**作業内容**
1. バスケットボール組織に関する本文で、日本バスケットボール協会が統括する対象として具体的に挙げられている協会と連盟を、すべて列挙してください。
2. バスケットボール組織に関する本文の「また、当時専務理事・事務総長」から「がいなかったということです。」までを両端を含めて書き出し、その中の「日本バスケットボール協会」を「全国バスケットボール連盟」に改めてください。
3. バスケットボール組織に関する本文について、最後の文に続く内容を書き足してください。

また、当時専務理事・事務総長として関わることになった日本バスケットボール協会は、各都道府県の協会や中学、高校、大学の連盟、他日本国内におけるバスケットボールの活動の振興を行う統括団体です。当時は、都道府県協会や連盟に対してのガバナンスが機能していない状態だったため、協会の内部体制を立て直すと同時に、各種協会、連盟との信頼関係を構築していく必要がありました。組織として全員で同じ方向を向いて進んで行く必要があるにも関わらず、今まで明確な指示を出せるリーダーがいなかったということです。
 
 

組織に必要なのは意識を共有すること

 
どちらの組織も、ここまで短期的に既存の組織を破壊して再構築できたのは、川淵さんという確固たる個性と理念を持ったリーダーが先頭に立って「あるべき姿」を明確にしたからだと思っています。Bリーグの場合、収入源には、パートナー企業様からの協賛金や、テレビ、インターネットに対する放映権があります。しかし、リーグがどういうビジョンを持っていて、そのビジョンに対しどのような裏付けがあるのか明確に示せなければ、協賛していただくこともできません。それに、川淵さんも私も、1人で全ての業務を進めることはできません。バスケットボール界だけでなく一般の会社にも言えることですが、組織は志を持った人材を採用することと、やる気はあるものの仕事の進め方を迷っている職員に明確な指示を出すことが重要なんです。

データセットの項目
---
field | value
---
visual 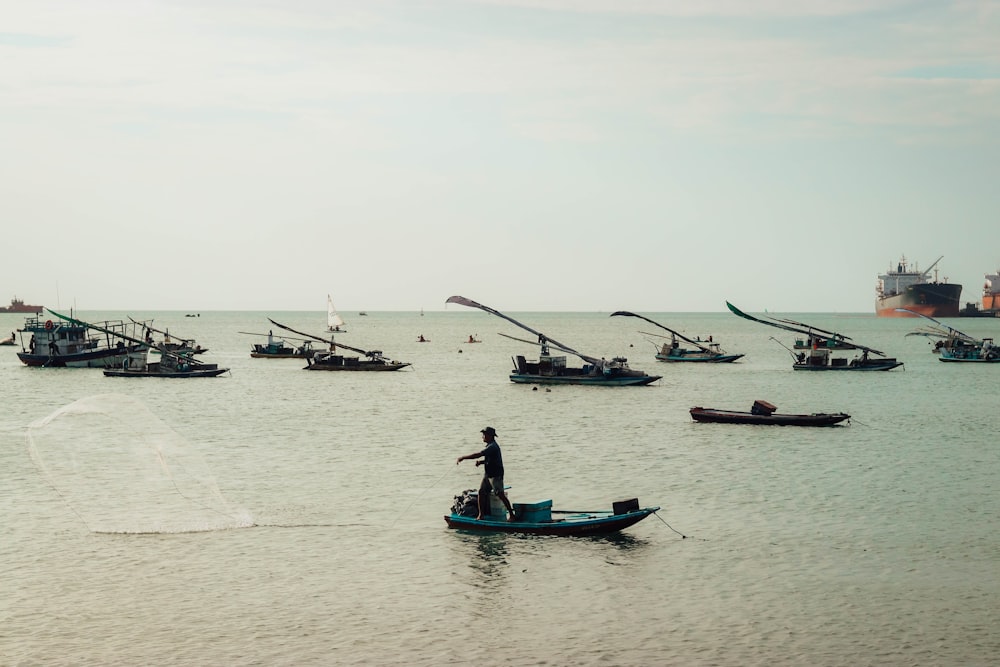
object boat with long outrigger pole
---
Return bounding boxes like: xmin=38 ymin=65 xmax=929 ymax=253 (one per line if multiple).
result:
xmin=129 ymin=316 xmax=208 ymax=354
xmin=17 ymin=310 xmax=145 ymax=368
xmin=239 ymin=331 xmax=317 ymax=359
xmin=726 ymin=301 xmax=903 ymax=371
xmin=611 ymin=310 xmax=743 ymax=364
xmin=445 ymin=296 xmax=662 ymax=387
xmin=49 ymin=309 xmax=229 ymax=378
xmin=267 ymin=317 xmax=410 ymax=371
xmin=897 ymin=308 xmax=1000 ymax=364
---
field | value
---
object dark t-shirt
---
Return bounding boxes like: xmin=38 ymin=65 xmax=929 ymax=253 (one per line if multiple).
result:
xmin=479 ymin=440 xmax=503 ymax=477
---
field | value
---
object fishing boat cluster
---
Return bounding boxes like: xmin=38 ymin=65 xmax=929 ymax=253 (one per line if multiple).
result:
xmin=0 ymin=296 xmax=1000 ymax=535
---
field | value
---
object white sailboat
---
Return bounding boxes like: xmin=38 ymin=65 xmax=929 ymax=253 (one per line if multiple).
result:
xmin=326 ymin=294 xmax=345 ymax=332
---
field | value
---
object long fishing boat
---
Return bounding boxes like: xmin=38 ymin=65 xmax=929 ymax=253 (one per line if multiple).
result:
* * *
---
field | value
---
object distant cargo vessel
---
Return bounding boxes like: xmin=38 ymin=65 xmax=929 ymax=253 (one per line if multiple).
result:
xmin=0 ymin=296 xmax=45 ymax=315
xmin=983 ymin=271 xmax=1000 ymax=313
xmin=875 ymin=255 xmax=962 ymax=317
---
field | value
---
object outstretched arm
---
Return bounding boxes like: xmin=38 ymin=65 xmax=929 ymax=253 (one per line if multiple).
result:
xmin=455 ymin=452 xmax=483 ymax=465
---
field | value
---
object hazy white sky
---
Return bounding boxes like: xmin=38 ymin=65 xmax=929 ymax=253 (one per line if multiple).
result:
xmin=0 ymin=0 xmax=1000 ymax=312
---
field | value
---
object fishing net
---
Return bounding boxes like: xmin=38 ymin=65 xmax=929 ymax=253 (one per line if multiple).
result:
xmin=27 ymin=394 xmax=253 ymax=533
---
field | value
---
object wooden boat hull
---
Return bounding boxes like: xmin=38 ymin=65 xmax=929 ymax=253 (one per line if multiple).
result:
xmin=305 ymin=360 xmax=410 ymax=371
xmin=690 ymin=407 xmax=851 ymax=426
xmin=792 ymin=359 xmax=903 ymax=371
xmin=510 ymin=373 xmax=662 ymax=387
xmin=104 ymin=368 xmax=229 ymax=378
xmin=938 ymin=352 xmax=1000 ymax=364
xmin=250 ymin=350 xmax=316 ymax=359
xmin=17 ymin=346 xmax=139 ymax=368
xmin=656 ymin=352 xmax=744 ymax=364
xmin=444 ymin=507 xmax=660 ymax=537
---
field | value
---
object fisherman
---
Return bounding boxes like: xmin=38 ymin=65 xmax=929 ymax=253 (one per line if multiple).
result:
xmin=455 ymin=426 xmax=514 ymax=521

**作業結果**
1. 各都道府県の協会、中学の連盟、高校の連盟、大学の連盟

2.
また、当時専務理事・事務総長として関わることになった全国バスケットボール連盟は、各都道府県の協会や中学、高校、大学の連盟、他日本国内におけるバスケットボールの活動の振興を行う統括団体です。当時は、都道府県協会や連盟に対してのガバナンスが機能していない状態だったため、協会の内部体制を立て直すと同時に、各種協会、連盟との信頼関係を構築していく必要がありました。組織として全員で同じ方向を向いて進んで行く必要があるにも関わらず、今まで明確な指示を出せるリーダーがいなかったということです。

3.
 
大河正明の「バスケットボール界に学ぶ組織の建て直し方」
vol.3 組織として職員と方向性を共有する

 著者プロフィール  

大河正明 Okawa Masaaki

 経 歴  

1958年生まれ。58歳。京都大学法学部卒。三菱銀行(現三菱東京UFJ銀行)に入行。1995年、日本プロサッカーリーグに出向し、総務部長に。同行に戻った後はリテール営業部部長(特命)、町田支店長などを経て2010年に退行した。同年、日本プロサッカーリーグに入社し管理統括本部長、常務理事などを歴任。2015年にジャパン・プロフェッショナル・バスケットボールリーグチェアマン(理事長)、2016年には日本バスケットボール協会副会長に就任した。バスケットボール協議暦は1973年に全日本中学バスケットボール大会ベスト4、1975年に近畿高等学校バスケットボール選手権大会準優勝。

 Bリーグ公式サイト 

https://www.bleague.jp

 
 
(2017.3.31)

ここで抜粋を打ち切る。